**Direction:** Quote the lines from the line holding "the boat with" to the very end of the listing, exactly, and no others.

**Data for this task:**
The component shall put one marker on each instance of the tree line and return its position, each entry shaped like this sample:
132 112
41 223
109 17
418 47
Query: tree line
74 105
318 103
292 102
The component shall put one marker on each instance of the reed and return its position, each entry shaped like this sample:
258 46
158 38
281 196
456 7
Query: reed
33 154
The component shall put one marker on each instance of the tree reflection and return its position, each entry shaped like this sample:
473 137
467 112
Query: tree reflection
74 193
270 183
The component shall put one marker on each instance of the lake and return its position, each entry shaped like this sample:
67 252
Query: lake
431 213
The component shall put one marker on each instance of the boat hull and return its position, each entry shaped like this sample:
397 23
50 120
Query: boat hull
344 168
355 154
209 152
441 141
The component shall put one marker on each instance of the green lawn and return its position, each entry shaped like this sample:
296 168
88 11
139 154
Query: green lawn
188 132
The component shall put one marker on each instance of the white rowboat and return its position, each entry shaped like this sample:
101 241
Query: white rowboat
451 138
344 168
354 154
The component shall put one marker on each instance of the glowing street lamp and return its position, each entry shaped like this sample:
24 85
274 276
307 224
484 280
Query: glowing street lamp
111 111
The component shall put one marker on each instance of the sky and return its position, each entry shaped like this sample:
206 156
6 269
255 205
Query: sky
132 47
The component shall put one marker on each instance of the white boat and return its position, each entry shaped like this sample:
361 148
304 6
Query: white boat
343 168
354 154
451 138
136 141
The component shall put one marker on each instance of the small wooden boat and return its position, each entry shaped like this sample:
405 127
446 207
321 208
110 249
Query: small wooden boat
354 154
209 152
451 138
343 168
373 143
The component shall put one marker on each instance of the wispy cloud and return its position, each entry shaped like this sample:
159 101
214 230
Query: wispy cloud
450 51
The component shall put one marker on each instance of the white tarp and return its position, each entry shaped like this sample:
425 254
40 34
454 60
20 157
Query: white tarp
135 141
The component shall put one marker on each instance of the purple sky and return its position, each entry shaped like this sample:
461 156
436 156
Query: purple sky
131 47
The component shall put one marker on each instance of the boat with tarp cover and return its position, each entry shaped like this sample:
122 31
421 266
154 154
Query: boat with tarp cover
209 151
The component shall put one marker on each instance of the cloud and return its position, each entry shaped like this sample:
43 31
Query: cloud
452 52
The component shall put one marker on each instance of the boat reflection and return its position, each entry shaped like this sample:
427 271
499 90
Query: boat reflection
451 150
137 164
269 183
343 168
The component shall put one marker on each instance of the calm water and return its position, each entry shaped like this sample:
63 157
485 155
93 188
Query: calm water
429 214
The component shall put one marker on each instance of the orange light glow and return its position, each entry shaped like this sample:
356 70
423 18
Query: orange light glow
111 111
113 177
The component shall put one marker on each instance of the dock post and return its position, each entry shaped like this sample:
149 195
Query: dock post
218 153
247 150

**Result of this task:**
The component shall put one marker on each instance of the boat with tarp cover and return its position, each entry shaped like this sample:
122 31
421 266
154 154
Query: boat with tarp cover
209 151
The component shall put one marker on each instance of the cloud and return its position, each entry shaped like this sample:
43 31
Query: cloud
452 52
The component shall put one marker on each instance of the boat reflection and return its position, each entry shaped like this sample:
427 271
499 90
Query: boat reflection
451 150
137 164
269 183
343 168
The component shall put one marker on each instance of the calm water and return its position, each entry shaped like this sample:
63 157
485 155
93 188
Query: calm water
429 214
The component shall put one marker on each instance of the orange light glow and return its position, each entry shaped like this sample:
356 70
423 18
Query: orange light glow
111 111
113 177
The component shall put one marker on each instance of the dock post and return its position, each entry shaped like this sample:
149 195
Query: dock post
218 153
247 150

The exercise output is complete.